Give the lines again exactly, from the one holding "For the benchmark, provide one point per instance of the glossy" to the last line of the listing below, both ends included and nothing added.

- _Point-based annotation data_
----------------

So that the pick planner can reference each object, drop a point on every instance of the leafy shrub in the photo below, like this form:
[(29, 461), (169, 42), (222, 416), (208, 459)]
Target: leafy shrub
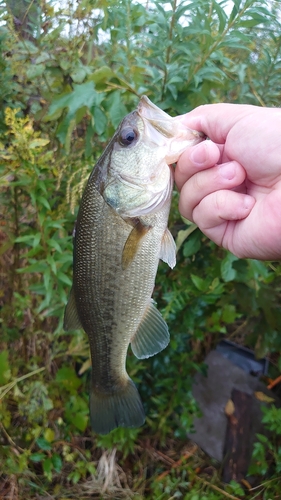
[(67, 78)]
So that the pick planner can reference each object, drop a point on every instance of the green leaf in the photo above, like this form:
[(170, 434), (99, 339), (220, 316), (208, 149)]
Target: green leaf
[(200, 283), (102, 74), (38, 143), (100, 120), (37, 457), (57, 462), (68, 378), (47, 468), (5, 372), (193, 244), (35, 70), (43, 444), (227, 271)]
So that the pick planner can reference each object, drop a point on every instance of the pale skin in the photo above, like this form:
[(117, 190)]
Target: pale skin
[(230, 185)]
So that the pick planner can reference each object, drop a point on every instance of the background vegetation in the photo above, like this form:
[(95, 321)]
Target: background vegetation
[(69, 71)]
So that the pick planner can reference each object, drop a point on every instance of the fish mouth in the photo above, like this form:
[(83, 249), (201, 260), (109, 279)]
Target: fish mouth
[(166, 131)]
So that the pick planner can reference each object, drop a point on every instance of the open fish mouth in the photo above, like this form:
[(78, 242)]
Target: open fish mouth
[(166, 131)]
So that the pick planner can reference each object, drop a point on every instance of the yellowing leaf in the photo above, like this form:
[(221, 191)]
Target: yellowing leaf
[(38, 143), (261, 396), (49, 435)]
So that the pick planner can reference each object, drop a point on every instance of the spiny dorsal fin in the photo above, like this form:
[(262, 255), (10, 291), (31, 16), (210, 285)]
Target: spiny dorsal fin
[(168, 249), (152, 335), (133, 242), (71, 319)]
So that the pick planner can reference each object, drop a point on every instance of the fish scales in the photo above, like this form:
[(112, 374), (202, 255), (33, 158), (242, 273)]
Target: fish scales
[(121, 232)]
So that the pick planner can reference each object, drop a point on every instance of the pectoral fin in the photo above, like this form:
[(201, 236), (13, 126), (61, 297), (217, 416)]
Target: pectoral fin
[(168, 249), (152, 335), (133, 242), (71, 319)]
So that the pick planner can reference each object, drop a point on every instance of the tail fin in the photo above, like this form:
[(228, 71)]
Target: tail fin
[(122, 408)]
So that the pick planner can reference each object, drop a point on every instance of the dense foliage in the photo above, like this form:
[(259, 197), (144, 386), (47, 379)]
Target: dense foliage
[(68, 73)]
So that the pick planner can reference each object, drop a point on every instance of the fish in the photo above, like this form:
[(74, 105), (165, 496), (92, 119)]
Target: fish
[(121, 232)]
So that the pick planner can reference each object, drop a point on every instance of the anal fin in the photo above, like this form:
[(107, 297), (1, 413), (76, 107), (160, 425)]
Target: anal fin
[(168, 249), (133, 242), (71, 319), (152, 335)]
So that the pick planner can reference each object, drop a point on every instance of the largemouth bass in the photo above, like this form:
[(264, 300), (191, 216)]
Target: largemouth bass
[(121, 233)]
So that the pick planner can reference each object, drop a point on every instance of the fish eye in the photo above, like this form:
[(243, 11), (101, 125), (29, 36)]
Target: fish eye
[(127, 136)]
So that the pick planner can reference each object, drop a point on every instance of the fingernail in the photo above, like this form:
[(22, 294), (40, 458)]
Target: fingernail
[(227, 171), (198, 155), (248, 201)]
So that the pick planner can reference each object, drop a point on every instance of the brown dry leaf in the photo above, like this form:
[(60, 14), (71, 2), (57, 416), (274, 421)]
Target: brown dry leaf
[(261, 396), (229, 408)]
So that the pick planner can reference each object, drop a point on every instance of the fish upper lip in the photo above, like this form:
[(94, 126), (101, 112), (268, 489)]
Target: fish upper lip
[(163, 123)]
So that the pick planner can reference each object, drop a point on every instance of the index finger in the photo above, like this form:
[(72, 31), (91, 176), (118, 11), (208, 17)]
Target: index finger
[(216, 120)]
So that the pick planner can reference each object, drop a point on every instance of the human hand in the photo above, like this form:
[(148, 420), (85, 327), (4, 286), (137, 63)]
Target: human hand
[(230, 186)]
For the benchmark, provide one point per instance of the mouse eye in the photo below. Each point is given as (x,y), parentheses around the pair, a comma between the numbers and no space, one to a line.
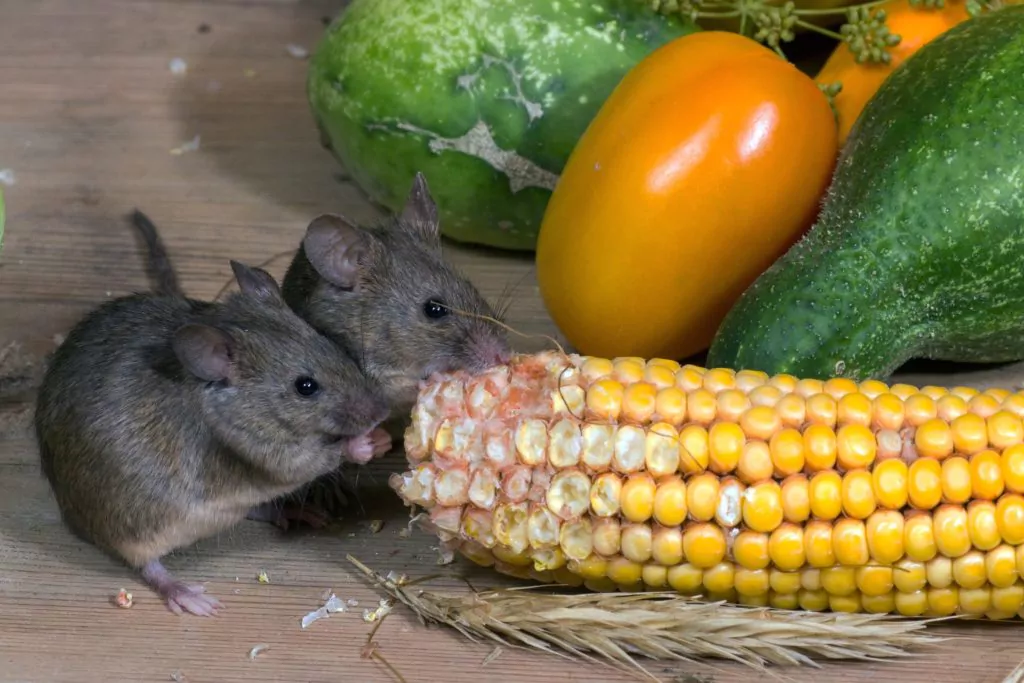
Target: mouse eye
(434,309)
(306,386)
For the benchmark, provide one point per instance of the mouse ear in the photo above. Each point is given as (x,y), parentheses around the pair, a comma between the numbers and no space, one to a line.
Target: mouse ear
(420,212)
(205,351)
(335,248)
(256,283)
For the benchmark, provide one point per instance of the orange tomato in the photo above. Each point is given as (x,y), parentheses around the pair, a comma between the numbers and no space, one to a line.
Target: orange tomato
(915,27)
(706,163)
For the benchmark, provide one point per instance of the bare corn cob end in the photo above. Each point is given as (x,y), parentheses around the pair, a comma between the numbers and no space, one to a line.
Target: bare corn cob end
(633,474)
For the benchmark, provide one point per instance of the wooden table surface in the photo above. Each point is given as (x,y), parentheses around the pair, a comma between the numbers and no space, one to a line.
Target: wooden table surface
(89,114)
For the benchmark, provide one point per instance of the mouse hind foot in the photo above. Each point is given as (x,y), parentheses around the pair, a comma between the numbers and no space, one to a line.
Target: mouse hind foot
(180,597)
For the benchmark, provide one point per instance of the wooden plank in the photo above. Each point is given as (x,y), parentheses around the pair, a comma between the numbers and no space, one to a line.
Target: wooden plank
(88,116)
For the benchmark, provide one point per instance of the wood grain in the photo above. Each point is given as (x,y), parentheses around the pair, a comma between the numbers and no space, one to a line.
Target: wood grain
(89,112)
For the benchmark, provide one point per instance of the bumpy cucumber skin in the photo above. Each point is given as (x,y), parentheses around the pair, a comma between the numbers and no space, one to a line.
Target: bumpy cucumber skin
(918,251)
(391,76)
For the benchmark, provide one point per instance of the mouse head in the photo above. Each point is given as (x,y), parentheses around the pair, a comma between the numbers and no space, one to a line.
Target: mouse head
(270,377)
(387,294)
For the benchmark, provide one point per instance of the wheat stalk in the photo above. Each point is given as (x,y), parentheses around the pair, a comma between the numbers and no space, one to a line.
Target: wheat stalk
(615,628)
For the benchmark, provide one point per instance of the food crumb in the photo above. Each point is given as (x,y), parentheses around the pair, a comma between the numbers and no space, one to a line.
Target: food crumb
(257,649)
(124,599)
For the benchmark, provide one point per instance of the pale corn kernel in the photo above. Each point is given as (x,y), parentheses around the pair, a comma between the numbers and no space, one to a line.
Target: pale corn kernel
(655,575)
(762,506)
(511,528)
(605,494)
(982,524)
(564,444)
(607,536)
(819,449)
(670,502)
(755,463)
(956,479)
(793,409)
(887,412)
(750,550)
(839,580)
(983,404)
(784,582)
(630,443)
(1010,517)
(934,438)
(670,406)
(925,483)
(950,407)
(808,387)
(568,495)
(951,537)
(909,577)
(747,380)
(986,475)
(662,450)
(824,489)
(1012,464)
(854,409)
(625,571)
(752,582)
(720,578)
(796,499)
(815,601)
(875,580)
(969,569)
(639,400)
(701,497)
(686,579)
(577,539)
(731,404)
(855,446)
(821,410)
(598,446)
(483,487)
(725,443)
(638,498)
(858,495)
(919,409)
(850,543)
(693,450)
(885,530)
(719,379)
(704,545)
(786,449)
(911,604)
(765,394)
(890,480)
(637,542)
(728,511)
(531,441)
(785,547)
(452,487)
(690,378)
(919,537)
(667,546)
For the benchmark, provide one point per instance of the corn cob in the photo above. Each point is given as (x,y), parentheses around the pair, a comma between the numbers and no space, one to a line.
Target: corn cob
(633,474)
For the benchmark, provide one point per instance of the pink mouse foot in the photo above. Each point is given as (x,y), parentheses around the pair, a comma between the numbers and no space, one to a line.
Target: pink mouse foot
(179,596)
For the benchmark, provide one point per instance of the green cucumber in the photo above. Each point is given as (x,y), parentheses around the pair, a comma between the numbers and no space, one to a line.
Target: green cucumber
(919,249)
(485,97)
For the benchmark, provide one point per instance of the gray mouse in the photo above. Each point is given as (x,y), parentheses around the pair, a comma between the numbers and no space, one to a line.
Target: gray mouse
(164,420)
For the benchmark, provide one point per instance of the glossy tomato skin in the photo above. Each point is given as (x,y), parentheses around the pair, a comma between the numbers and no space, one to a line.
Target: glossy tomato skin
(701,168)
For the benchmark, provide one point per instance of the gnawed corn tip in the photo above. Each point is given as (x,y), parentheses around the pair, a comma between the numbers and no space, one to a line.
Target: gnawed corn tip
(736,485)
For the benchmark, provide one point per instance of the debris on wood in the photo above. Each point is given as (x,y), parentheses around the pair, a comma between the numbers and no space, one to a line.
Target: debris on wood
(333,605)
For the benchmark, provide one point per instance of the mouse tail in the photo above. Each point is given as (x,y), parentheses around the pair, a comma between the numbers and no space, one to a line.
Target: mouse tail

----------------

- _FINISHED EXERCISE_
For the benchmark, provide one point per instance of the glossy tomato skin in the photo above. Each point is given as (x,y), parentheses around the pair, a comma between the numbers and no space, one to a line.
Target: glossy tomato skin
(701,168)
For the benchmark, provide one point per instance of the gnawed corn tip in the photo above. Each point is given as (x,y), parentheses around the pair, a comma between the numbers and no space, one to a line.
Target: gnawed corn tip
(736,485)
For the benchmark, provide one point per instance of the debris on wood in the photo above. Each point is given as (x,y), parentheses around the pair, a comma between the numbers and no space, one to a line.
Target: debris on wood
(333,605)
For the benchmark, provide one point per instance of the mouse tail in the photo above. Each point is given as (x,y), parentheses around the pair, a comma between the numbers and no space, one to a line.
Target: mouse tail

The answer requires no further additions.